* Records from a data source
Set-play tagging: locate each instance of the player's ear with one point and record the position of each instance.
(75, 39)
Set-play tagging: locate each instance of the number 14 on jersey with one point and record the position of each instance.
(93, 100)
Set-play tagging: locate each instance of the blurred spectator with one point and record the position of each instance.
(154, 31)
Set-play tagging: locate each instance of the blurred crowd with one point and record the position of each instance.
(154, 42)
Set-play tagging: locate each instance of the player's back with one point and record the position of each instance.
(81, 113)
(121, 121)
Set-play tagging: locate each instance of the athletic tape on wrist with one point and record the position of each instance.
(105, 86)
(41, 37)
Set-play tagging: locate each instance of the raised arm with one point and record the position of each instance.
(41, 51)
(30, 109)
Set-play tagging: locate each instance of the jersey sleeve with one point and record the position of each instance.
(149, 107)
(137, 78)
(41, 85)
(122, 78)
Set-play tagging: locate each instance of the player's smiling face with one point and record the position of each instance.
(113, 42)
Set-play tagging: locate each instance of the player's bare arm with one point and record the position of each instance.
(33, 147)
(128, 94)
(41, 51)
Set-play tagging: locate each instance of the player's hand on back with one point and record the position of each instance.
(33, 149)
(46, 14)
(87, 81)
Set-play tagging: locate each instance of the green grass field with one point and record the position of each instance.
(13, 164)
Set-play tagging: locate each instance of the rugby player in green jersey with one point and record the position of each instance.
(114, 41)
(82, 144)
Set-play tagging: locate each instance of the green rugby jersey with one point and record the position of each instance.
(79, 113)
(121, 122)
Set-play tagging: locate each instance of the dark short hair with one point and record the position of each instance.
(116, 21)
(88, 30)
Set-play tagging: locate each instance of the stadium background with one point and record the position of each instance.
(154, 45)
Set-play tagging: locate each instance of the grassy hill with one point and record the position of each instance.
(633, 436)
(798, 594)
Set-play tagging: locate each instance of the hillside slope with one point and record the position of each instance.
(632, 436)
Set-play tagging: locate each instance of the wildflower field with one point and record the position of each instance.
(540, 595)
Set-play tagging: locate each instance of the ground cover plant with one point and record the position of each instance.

* PROMPT
The expected response is every record, reproduced word for word.

* COMPLETED TASK
Set-play tagging: locate each instance of the player's ear with one point and record the position of each instance.
(75, 39)
Set-play tagging: locate each instance of the number 14 on jersey with one point and record the position of each instance.
(93, 100)
Set-play tagging: locate each instance of the blurred spectator with one point and record the position of each instance.
(154, 31)
Set-play tagging: locate each instance of the blurred crowd with one point and record the position of each instance.
(154, 42)
Set-play tagging: locate each instance of the player's back with one point and record the position of each instance.
(81, 113)
(121, 121)
Set-play tagging: locate each instance of the athletic tape on wrist with one point and record the position of each instance.
(105, 86)
(41, 37)
Set-play tagging: locate each instance of the raised arm with one point and record the position of each instance.
(41, 51)
(30, 109)
Set-play tagging: locate each instance of the jersey sleeve with one point and record the position of each instance.
(149, 107)
(137, 78)
(41, 85)
(122, 78)
Set-play tagging: locate each instance of the player's smiling face with one point and record the position of each instance.
(113, 42)
Set-play tagging: locate each instance of the player's bare arm with one point and record the position of each instance.
(33, 147)
(128, 94)
(41, 51)
Set-play tagging: locate each instance of the player's hand on back with one point and record the position of each instance.
(33, 149)
(46, 14)
(87, 81)
Set-play tagging: locate each instance of the green grass field with one point and record the position of each instance.
(13, 164)
Set-play tagging: locate each instance of the rugby player in green jersey with one point and record the position of each instance.
(114, 41)
(82, 144)
Set-play tagging: locate each instance of the green rugby jersey with one point and record the position of each instance.
(79, 113)
(121, 122)
Set-play tagging: locate each instance of the dark short hair with one point and record the position of each instance.
(116, 21)
(88, 30)
Set-play tagging: locate each instance of the stadium background with one point and record the position of each instance.
(154, 45)
Set-play tagging: locate each instance of the grassy hill with one point and record the position of each instance.
(633, 436)
(798, 594)
Set-play tagging: locate each instance of the hillside slope with one point and record the position of each instance.
(632, 436)
Set-play tagging: locate each instance of the wildflower field with one point and record the position of each instance.
(540, 595)
Set-play tagging: locate each instance of the ground cover plant with one point and record the position of each instance.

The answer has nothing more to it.